__Problem description__. Edit the stretch from the row containing "of the ground" through the row containing "[(96, 548), (223, 439)]", swapping "keypoint" for "marker" and keeping everything else intact. Return only those rows.

━━━

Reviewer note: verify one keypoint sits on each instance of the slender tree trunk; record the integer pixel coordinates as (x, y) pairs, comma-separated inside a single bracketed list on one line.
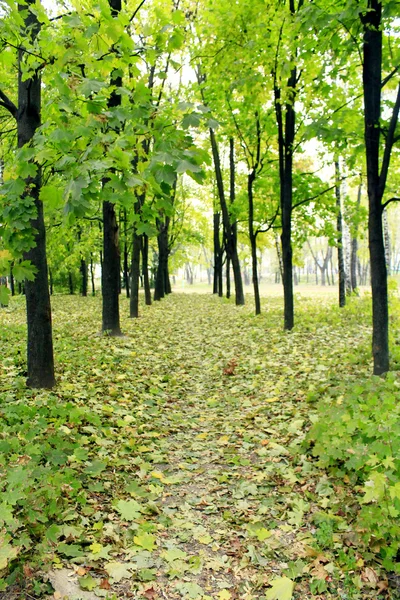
[(162, 270), (111, 280), (253, 241), (233, 252), (217, 253), (231, 248), (228, 277), (12, 283), (386, 240), (126, 256), (372, 77), (354, 246), (145, 269), (135, 272), (40, 342), (92, 275), (339, 226)]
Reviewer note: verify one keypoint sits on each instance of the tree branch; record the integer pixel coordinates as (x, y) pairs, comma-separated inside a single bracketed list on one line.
[(136, 11), (389, 144), (313, 197), (8, 104), (389, 201), (389, 77)]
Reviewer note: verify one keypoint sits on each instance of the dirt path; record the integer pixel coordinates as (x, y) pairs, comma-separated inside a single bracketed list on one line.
[(191, 429)]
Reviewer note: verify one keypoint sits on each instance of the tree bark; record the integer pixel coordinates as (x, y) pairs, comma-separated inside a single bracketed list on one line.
[(231, 246), (145, 269), (354, 247), (40, 341), (111, 253), (372, 78), (339, 227), (135, 273), (253, 242)]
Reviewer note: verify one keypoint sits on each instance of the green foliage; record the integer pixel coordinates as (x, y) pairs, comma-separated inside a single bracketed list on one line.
[(357, 436)]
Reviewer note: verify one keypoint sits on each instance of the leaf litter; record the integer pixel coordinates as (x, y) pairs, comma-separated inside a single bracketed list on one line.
[(176, 454)]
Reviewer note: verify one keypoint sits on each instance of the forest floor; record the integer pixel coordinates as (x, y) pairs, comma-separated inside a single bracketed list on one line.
[(172, 463)]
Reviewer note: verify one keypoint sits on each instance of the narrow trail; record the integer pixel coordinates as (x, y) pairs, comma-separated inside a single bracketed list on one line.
[(190, 429)]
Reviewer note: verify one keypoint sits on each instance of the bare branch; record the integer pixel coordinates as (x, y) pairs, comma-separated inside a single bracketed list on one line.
[(389, 77), (314, 197), (8, 104), (136, 11), (389, 143), (389, 201)]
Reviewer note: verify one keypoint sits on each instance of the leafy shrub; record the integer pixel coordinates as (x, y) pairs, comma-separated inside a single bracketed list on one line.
[(357, 436)]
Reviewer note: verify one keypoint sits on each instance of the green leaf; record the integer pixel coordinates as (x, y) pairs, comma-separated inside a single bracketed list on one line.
[(95, 468), (145, 540), (118, 571), (281, 589), (88, 582), (129, 509), (4, 295)]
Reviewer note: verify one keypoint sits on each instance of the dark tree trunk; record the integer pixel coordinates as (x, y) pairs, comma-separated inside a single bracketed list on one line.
[(135, 275), (253, 242), (228, 277), (126, 256), (12, 283), (339, 225), (376, 178), (286, 134), (92, 275), (231, 246), (232, 243), (162, 269), (40, 342), (145, 269), (71, 283), (354, 247), (111, 280), (217, 253), (84, 277)]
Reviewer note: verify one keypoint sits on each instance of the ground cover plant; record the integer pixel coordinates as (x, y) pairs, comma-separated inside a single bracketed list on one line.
[(206, 454)]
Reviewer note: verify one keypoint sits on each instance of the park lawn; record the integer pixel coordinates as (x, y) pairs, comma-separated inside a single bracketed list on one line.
[(175, 462)]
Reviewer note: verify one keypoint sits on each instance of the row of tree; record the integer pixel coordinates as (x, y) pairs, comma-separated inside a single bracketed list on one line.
[(106, 107)]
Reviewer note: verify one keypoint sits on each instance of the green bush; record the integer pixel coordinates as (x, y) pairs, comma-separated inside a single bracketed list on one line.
[(357, 435)]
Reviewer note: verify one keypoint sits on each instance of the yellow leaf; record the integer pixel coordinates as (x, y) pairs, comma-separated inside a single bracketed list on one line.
[(96, 548), (223, 439)]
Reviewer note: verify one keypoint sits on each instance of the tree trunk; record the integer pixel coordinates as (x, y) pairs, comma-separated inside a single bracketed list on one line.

━━━

__Output for this exercise__.
Reviewer note: verify one marker sits on each instance of the ground cover plant; record the integer pixel coordinates as (x, y) pairs, comma-separated inside a single bracketed list on one line.
[(206, 454)]
Reviewer note: verify one marker sits on each instance of the park lawn; record the integer pixel coordinates as (x, y) pairs, comma-separated inside a single bracketed list on one line.
[(175, 462)]
Reviewer note: verify one marker sits on each instance of the row of tree; record the integer pixel coordinates as (x, y) pairs, comma-separated inside a single bracketed list on one line.
[(106, 107)]
Reviewer note: verify one marker sits on each instance of the green bush; record the integer pixel coordinates as (x, y) pairs, comma-separated inside a single bracketed list on one line.
[(357, 435)]
Reviewer note: verify one marker sits on each instance of the yellow leaf; record the integer pixel coordinates as (x, y) pairs, comma-separated inside a single bracketed list on one line.
[(96, 548), (223, 439)]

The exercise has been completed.